Brief
Write out every line of the data below verbatim, changing nothing.
### Record excerpts ###
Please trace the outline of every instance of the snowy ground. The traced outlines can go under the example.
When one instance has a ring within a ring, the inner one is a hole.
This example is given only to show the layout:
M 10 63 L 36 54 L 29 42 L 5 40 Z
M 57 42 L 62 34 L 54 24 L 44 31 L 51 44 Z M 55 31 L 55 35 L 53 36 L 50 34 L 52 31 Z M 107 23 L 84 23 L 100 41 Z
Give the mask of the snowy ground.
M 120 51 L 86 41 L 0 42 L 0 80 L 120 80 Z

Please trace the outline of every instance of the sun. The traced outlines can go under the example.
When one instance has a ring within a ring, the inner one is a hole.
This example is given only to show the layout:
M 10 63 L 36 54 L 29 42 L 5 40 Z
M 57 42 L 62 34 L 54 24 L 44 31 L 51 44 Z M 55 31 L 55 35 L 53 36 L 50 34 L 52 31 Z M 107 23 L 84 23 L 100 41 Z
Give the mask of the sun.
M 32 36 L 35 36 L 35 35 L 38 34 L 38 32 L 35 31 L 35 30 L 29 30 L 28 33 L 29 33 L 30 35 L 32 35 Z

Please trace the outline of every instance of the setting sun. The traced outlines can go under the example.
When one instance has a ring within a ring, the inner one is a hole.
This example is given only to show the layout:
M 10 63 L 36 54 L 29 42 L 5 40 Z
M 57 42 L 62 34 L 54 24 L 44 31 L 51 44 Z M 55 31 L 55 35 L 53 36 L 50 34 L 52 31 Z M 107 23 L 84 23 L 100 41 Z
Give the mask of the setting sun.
###
Solution to this task
Please trace the outline of every instance of the snowy ground. The traced outlines can go under the example.
When one instance has a ring within a ring, the inner one is a hole.
This example is given only to show the layout:
M 10 63 L 36 54 L 29 42 L 5 40 Z
M 57 42 L 62 34 L 54 24 L 44 31 L 51 44 Z M 55 31 L 55 35 L 53 36 L 50 34 L 52 31 Z M 107 23 L 84 23 L 100 41 Z
Give the mask of the snowy ground.
M 120 51 L 86 41 L 0 42 L 0 80 L 120 80 Z

Please trace the outline of every instance of the sun. The traced outlines can go under the example.
When one instance has a ring within a ring, the inner one is a hole.
This example is given only to show the layout:
M 10 63 L 36 54 L 29 42 L 5 40 Z
M 57 42 L 62 34 L 54 24 L 44 31 L 51 44 Z M 55 31 L 55 35 L 53 36 L 50 34 L 52 31 Z M 107 23 L 84 23 L 100 41 Z
Give the mask of the sun.
M 32 36 L 35 36 L 35 35 L 38 34 L 38 32 L 35 31 L 35 30 L 29 30 L 28 33 L 29 33 L 30 35 L 32 35 Z

Please trace the outline of every instance of the setting sun. The traced outlines can go under the example.
When one instance has a ring within a ring, the inner one is a hole.
This example is given only to show the layout:
M 10 63 L 36 54 L 29 42 L 5 40 Z
M 57 42 L 62 34 L 54 24 L 44 31 L 51 44 Z M 55 31 L 55 35 L 53 36 L 50 34 L 52 31 Z M 107 23 L 84 23 L 100 41 Z
Give the mask of the setting sun.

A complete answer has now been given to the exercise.